## Source material
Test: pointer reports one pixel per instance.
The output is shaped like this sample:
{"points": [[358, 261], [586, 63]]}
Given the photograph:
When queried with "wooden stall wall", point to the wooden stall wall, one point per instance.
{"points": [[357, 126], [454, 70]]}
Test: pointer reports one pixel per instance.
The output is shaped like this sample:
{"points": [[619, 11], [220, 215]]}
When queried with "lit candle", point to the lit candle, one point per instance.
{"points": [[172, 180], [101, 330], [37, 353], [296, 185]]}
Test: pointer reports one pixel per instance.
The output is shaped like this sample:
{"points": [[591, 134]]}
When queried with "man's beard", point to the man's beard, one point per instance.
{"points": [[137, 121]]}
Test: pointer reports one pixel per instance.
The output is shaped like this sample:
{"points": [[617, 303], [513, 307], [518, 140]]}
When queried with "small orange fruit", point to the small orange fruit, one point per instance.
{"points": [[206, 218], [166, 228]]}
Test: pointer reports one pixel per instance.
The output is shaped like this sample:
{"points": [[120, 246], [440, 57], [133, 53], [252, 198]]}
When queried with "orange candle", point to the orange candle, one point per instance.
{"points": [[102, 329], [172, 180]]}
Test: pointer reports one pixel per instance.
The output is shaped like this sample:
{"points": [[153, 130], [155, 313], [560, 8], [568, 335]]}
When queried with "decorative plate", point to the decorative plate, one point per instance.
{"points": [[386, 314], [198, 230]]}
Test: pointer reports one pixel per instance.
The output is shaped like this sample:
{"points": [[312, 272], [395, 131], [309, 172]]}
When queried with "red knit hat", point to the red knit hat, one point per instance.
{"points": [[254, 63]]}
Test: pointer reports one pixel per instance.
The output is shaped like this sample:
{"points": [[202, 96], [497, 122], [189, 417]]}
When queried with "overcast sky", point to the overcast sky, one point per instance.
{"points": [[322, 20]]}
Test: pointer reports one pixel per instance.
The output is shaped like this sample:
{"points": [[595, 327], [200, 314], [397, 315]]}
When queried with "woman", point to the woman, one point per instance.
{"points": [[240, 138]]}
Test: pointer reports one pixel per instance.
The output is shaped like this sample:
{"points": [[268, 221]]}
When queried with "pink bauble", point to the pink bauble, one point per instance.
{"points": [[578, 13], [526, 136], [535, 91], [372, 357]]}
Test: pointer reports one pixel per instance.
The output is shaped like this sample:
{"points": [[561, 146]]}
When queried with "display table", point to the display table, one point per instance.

## Exercise task
Write out the data again, exactly and in full.

## Expected answer
Test: pointer reports one pixel per instance.
The output is shaped like this sample:
{"points": [[358, 261], [586, 63]]}
Given the photograph:
When queried with "wooden stall wall", point to the wooden stall wall, one point per instance.
{"points": [[357, 126], [454, 70]]}
Test: pointer reports one pixel per instance.
The output is shaped like this sample:
{"points": [[619, 11], [220, 215]]}
When queried with "lit candle", point to the lit candle, one point per instance.
{"points": [[172, 180], [101, 330], [37, 353], [296, 185]]}
Test: pointer reports one pixel per instance.
The output is shaped like this sample:
{"points": [[591, 134]]}
When queried with "man's beard", point to the man's beard, one point per instance.
{"points": [[137, 121]]}
Test: pointer reports one pixel per instance.
The output is shaped like this sample:
{"points": [[617, 303], [513, 307], [518, 140]]}
When queried with "small orange fruit", point to the small orange fruit, one point per instance.
{"points": [[206, 218], [166, 228]]}
Test: pointer reports one pixel per instance.
The output is shaped like this sample:
{"points": [[120, 246], [440, 57], [133, 53], [252, 198]]}
When queried with "orange candle", point to the orange candle, one point per instance.
{"points": [[102, 329], [172, 180]]}
Test: pointer reports one pixel per instance.
The output is shaped like this sample:
{"points": [[153, 130], [155, 313], [560, 8], [568, 335]]}
When queried with "decorative plate", point to the decorative plate, one point per instance.
{"points": [[386, 314], [198, 230]]}
Test: pointer reports one pixel per instance.
The output is shaped like this sample:
{"points": [[312, 272], [395, 131], [309, 172]]}
When queried with "red knit hat", point to the red knit hat, one point per instance.
{"points": [[254, 63]]}
Test: pointer reports one pixel per instance.
The output is shaped like this sample:
{"points": [[202, 96], [497, 122], [189, 417]]}
When queried with "overcast sky", point to the overcast sky, one point per instance.
{"points": [[322, 20]]}
Test: pointer reports one pixel per instance.
The output is shaped like this sample:
{"points": [[595, 327], [200, 314], [397, 315]]}
When queried with "woman", point to the woman, one point per instance.
{"points": [[240, 138]]}
Test: pointer reports one pixel per instance.
The output is shaped like this sample:
{"points": [[268, 221]]}
When queried with "pink bauble", point to the pink bauble, one point per instance.
{"points": [[578, 13], [526, 136], [535, 91], [372, 357]]}
Test: pointer reports one pixel per instance.
The output is shaped like this sample:
{"points": [[561, 146]]}
When queried with "display table", point to the display table, one point per instance.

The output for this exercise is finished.